▸ JOB: Extract every line of the records below verbatim, leaving out the pictures.

#### DATA

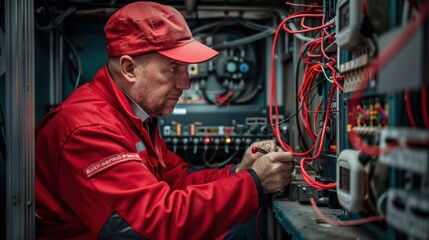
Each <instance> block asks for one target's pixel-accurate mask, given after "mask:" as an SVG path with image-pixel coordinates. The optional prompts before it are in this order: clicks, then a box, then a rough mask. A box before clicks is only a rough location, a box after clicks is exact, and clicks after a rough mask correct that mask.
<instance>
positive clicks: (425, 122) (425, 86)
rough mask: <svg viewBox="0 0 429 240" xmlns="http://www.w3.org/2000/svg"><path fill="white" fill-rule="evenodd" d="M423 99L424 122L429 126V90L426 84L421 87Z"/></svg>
mask: <svg viewBox="0 0 429 240" xmlns="http://www.w3.org/2000/svg"><path fill="white" fill-rule="evenodd" d="M420 95H421V99H422V114H423V123H424V124H425V127H426V128H429V116H428V105H427V104H428V102H427V98H426V96H427V90H426V86H425V85H424V84H422V87H421V93H420Z"/></svg>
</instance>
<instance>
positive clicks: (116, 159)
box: [84, 153, 141, 178]
mask: <svg viewBox="0 0 429 240" xmlns="http://www.w3.org/2000/svg"><path fill="white" fill-rule="evenodd" d="M133 160H141V158H140V156H139V155H138V154H137V153H120V154H116V155H113V156H111V157H108V158H106V159H103V160H101V161H99V162H97V163H94V164H93V165H91V166H89V167H88V168H86V169H85V170H84V171H85V174H86V177H87V178H90V177H92V176H94V175H95V174H97V173H99V172H101V171H103V170H105V169H107V168H109V167H112V166H114V165H116V164H118V163H122V162H126V161H133Z"/></svg>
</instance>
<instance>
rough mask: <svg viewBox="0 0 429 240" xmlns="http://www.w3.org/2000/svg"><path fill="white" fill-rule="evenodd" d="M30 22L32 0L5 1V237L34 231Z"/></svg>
mask: <svg viewBox="0 0 429 240" xmlns="http://www.w3.org/2000/svg"><path fill="white" fill-rule="evenodd" d="M33 23H34V2H33V1H21V0H6V1H5V33H6V38H5V43H6V44H5V50H6V131H7V136H8V139H7V143H6V145H7V148H6V149H7V152H6V153H7V154H6V181H7V184H6V185H7V186H6V189H7V190H6V218H7V221H6V230H7V231H6V234H7V235H6V238H7V239H34V235H35V230H34V229H35V228H34V225H35V223H34V222H35V221H34V126H35V122H34V108H35V104H34V100H35V99H34V24H33Z"/></svg>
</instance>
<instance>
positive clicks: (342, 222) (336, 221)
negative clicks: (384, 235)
mask: <svg viewBox="0 0 429 240" xmlns="http://www.w3.org/2000/svg"><path fill="white" fill-rule="evenodd" d="M310 202H311V206H313V209H314V211H315V212H316V213H317V215H318V216H319V217H320V218H321V219H322V220H323V221H325V222H326V223H328V224H331V225H334V226H355V225H360V224H365V223H370V222H379V221H384V220H385V218H386V217H385V216H384V215H378V216H372V217H367V218H362V219H358V220H348V221H335V220H332V219H330V218H328V217H326V215H324V214H323V213H322V212H321V211H320V209H319V208H318V207H317V204H316V201H315V200H314V198H310Z"/></svg>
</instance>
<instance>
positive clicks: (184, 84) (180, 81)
mask: <svg viewBox="0 0 429 240" xmlns="http://www.w3.org/2000/svg"><path fill="white" fill-rule="evenodd" d="M190 87H191V81H189V74H188V70H187V69H185V70H184V71H182V73H181V74H180V76H179V77H178V78H177V80H176V88H178V89H189V88H190Z"/></svg>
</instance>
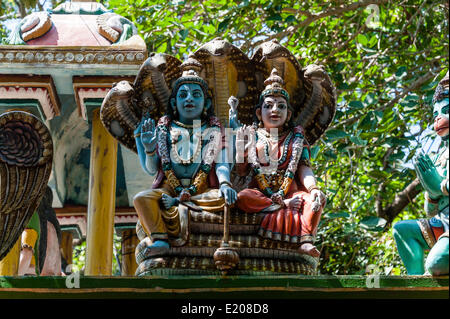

########

▸ RESPONSE AREA:
Each <instance> block asks for one target's pixel-accurate mask, given after "mask:" as an SVG path with image-pixel coordinates. The optional prompts before it are in this order: clicks, then a box, then a rough mask. A box before clicks is only a rough location, a box after clicks is exact, and clicks after a rough mask correct that mask.
<instance>
positive clicks: (425, 122) (425, 86)
rough mask: <svg viewBox="0 0 429 240" xmlns="http://www.w3.org/2000/svg"><path fill="white" fill-rule="evenodd" d="M423 99L424 122L429 126V90L426 84L421 87Z"/></svg>
mask: <svg viewBox="0 0 429 240" xmlns="http://www.w3.org/2000/svg"><path fill="white" fill-rule="evenodd" d="M420 95H421V99H422V114H423V123H424V124H425V127H426V128H429V116H428V105H427V104H428V102H427V98H426V96H427V90H426V86H425V85H424V84H422V87H421V93H420Z"/></svg>
</instance>
<instance>
positive clicks: (116, 159)
box: [84, 153, 141, 178]
mask: <svg viewBox="0 0 429 240" xmlns="http://www.w3.org/2000/svg"><path fill="white" fill-rule="evenodd" d="M133 160H141V158H140V156H139V155H138V154H137V153H120V154H116V155H113V156H111V157H108V158H106V159H103V160H101V161H99V162H97V163H94V164H93V165H91V166H89V167H88V168H86V169H85V170H84V171H85V174H86V177H87V178H90V177H92V176H94V175H95V174H97V173H99V172H101V171H103V170H105V169H107V168H109V167H112V166H114V165H116V164H118V163H122V162H126V161H133Z"/></svg>
</instance>
<instance>
rough mask: <svg viewBox="0 0 429 240" xmlns="http://www.w3.org/2000/svg"><path fill="white" fill-rule="evenodd" d="M30 22L32 0L5 1V237L34 231Z"/></svg>
mask: <svg viewBox="0 0 429 240" xmlns="http://www.w3.org/2000/svg"><path fill="white" fill-rule="evenodd" d="M33 23H34V2H33V1H21V0H6V1H5V33H6V38H5V43H6V44H5V50H6V131H7V136H8V139H7V143H6V145H7V148H6V149H7V152H6V153H7V154H6V181H7V184H6V185H7V186H6V189H7V190H6V218H7V221H6V230H7V231H6V234H7V235H6V238H7V239H34V235H35V230H34V229H35V228H34V225H35V223H34V222H35V221H34V126H35V122H34V108H35V104H34V100H35V99H34V24H33Z"/></svg>
</instance>
<instance>
positive clicks: (342, 222) (336, 221)
negative clicks: (384, 235)
mask: <svg viewBox="0 0 429 240" xmlns="http://www.w3.org/2000/svg"><path fill="white" fill-rule="evenodd" d="M310 202H311V206H313V209H314V211H315V212H316V213H317V215H318V216H319V217H320V218H321V219H322V220H323V221H325V222H326V223H328V224H331V225H334V226H355V225H360V224H365V223H370V222H379V221H384V220H385V218H386V217H385V216H384V215H378V216H372V217H367V218H362V219H358V220H348V221H335V220H332V219H330V218H328V217H326V215H324V214H323V213H322V212H321V211H320V209H319V208H318V207H317V204H316V201H315V200H314V198H310Z"/></svg>
</instance>
<instance>
positive clicks: (184, 84) (180, 81)
mask: <svg viewBox="0 0 429 240" xmlns="http://www.w3.org/2000/svg"><path fill="white" fill-rule="evenodd" d="M190 87H191V81H189V74H188V70H187V69H185V70H184V71H182V73H181V74H180V76H179V77H178V78H177V80H176V88H178V89H189V88H190Z"/></svg>
</instance>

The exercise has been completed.